SELECTED TEXT below:
The denial of insurance coverage based on a pre-exiting health condition is a significant issue.   On the one hand it is unfair for an insurer to be forced provide insurance coverage for a policy that it would never have originally written had it known all the facts.   On the other hand, it is unjust for an insured to be denied insurance coverage for a pre-existing health issue that was inconsequential and for which he did not intentionally mislead anyone.   Whereas the sympathy factor lies with a legitimately disabled insured the brain appreciates that there are important implications to the insurance industry as a whole.   The law attempts to reconcile this dilemma by providing guidance, but there is no clear answer.    

The Case Of Stevey

We will apply the law to a fictional situation which is based on a real case.   A 50 year old self- employed man (let’s call him “Stevey”) had a full time job in construction when he purchased a private policy of disability benefits.   Among other things, in the application for insurance he was asked whether he had ever suffered any form of back disorder over the past three years to which he responded “no”.  The insurer knew Stevey’s profession and knew his age when he answered this question.   The insurer accepted the policy of insurance.   Stevey slipped and fell on ice on the street and suffered a significant fracture to his leg that requires the insertion of a metal plate and several screws.   Stevey may never be able to work in construction ever again.  He has a grade 12 education and always worked in this field since the age of 18.  

The insurance company does not dispute that he has suffered a disability.   After reviewing the clinical notes and records of the treating family physician pre-accident it is discovered that two years prior to the fall that Stevey saw his family doctor on two occasions about back pain and was prescribed orthotics to help alleviate same.  Stevey never filled the prescription for orthotics and continued working full time in construction up until the time of his fall.   The insurer does not assert that the fall occurred on account of any pre-existing back pain.   However, the insurer asserts that had Stevey disclosed this pre-existing condition that it would not have written the policy.   It asserts that Stevey conducted a material misrepresentation and that the policy is void thereby he is not entitled to any insurance benefits.
End of SELECTED TEXT.
GIVEN ENTRIES below:
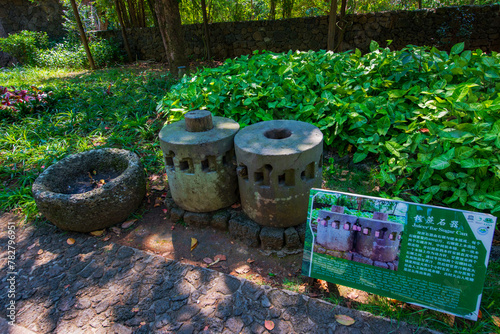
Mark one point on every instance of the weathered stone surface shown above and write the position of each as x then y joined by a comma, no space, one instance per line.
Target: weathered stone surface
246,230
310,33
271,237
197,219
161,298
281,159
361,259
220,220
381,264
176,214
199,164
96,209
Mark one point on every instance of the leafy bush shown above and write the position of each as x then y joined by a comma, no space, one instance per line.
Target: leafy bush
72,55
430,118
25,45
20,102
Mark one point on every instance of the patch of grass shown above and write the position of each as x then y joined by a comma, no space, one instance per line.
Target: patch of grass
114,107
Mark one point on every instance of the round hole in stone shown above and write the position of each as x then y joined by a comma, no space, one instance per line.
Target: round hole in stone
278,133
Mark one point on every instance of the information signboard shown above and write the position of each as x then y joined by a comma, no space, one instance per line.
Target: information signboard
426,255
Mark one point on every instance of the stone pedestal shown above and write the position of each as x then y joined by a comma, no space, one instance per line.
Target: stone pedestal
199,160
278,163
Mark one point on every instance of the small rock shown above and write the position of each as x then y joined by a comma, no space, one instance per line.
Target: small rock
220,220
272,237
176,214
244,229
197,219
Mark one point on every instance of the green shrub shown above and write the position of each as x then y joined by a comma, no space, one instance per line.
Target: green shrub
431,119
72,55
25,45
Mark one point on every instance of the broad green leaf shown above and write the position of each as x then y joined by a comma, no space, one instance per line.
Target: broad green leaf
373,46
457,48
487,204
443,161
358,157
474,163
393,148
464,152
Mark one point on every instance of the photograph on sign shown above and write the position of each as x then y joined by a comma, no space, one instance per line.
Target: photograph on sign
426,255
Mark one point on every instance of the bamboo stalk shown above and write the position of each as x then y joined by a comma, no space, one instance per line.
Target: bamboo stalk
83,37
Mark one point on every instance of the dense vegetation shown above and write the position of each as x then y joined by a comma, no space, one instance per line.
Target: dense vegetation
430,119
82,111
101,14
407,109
End of GIVEN ENTRIES.
GIVEN ENTRIES below:
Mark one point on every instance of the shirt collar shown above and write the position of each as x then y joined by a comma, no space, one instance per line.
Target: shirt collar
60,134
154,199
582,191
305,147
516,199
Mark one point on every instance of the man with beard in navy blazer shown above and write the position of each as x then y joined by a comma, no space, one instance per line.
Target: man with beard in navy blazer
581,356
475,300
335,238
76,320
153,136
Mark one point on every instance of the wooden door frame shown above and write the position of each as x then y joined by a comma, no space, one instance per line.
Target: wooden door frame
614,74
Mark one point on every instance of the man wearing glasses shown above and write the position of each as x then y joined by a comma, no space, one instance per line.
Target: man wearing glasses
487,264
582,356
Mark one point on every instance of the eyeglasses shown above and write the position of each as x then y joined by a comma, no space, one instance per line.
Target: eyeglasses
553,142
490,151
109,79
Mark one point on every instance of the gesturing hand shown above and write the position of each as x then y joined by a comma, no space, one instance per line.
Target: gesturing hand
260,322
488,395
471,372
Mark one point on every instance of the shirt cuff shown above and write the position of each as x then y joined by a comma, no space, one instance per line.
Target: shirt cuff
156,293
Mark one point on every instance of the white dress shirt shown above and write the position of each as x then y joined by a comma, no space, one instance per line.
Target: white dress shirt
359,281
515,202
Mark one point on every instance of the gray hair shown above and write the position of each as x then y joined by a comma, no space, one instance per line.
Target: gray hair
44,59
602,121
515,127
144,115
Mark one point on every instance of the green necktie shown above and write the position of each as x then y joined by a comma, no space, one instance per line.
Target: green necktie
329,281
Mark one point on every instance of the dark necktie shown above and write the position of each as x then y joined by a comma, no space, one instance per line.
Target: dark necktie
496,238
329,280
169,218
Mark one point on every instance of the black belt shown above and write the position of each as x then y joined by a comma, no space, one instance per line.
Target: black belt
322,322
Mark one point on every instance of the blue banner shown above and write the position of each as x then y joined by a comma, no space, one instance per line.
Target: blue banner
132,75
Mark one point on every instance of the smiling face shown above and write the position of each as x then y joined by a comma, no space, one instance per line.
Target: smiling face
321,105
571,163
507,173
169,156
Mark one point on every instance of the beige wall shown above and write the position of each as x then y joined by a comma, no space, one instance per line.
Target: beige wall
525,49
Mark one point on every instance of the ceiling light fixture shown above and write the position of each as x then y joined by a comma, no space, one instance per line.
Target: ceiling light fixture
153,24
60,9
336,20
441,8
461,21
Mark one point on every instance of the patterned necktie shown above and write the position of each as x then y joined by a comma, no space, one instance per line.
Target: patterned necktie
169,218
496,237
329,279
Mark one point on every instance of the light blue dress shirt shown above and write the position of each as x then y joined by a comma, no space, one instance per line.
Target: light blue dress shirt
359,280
End of GIVEN ENTRIES.
#### WORK REQUEST 1:
In the text on insurance coverage and pre-existing conditions, why does the insurer claim that Stevey's policy is void? Answer in one to three sentences.
#### WORK REQUEST 2:
Proceed with the text on insurance coverage and pre-existing conditions, picking up after its final sentence.
These entries are separate material and have nothing to do with the text.

#### TASK RESULT 1:
The insurer says it would not have written the policy if Stevey had disclosed his earlier back pain. On that basis it claims he made a material misrepresentation, so the policy is void and he gets no insurance benefits.

#### TASK RESULT 2:
Is the insurer correct?   The short answer is maybe. 

Ambiguity In A Policy Of Insurance Is Construed In Favor Of The Insured

Surprisingly, the law with respect to the above scenario is far from definitive.   We do know that the general principle of insurance policy interpretation is supposed to favor the insured over that of the insurer where there is any ambiguity[1]:

1.   The objective in construing coverage of liability must be to give effect to the policy’s dominant purpose of indemnities;

2.   Ambiguity in an insurance contract must be construed in favour of the insured;

3.   The court should normally strive to give effect to the objectively reasonable expectations of the insured.

It is recognized that an insurer has the ability and prerogative to draft the policy of insurance to reflect the perils in wishes to insure and exclude the risks that it does not.   This is fair and should be well recognized.   However, when the insurer has not asked a clear question in the application process it will not be given the benefit of the doubt if this becomes a contentious issue later on.   The Supreme Court of Canada explained as follows[2]:

“The insurers put such questions and in such form as they please, but they ‘are bound so to express them as to leave no room for ambiguity.’  To such a case the rule contra proferentum is eminently applicable.”

Getting back to Stevey, the question posed appears to be pretty straightforward and the answer given is pretty definitive.   However, has Stevey given a correct answer to a clear question?   

Has There Been A Material Misrepresentation

The question is whether Stevey reasonably understood the question being asked of him.   The courts have explained that if an insured reasonably believed that he has given a truthful answer to the question posed that he has not engaged in a material misrepresentation[3].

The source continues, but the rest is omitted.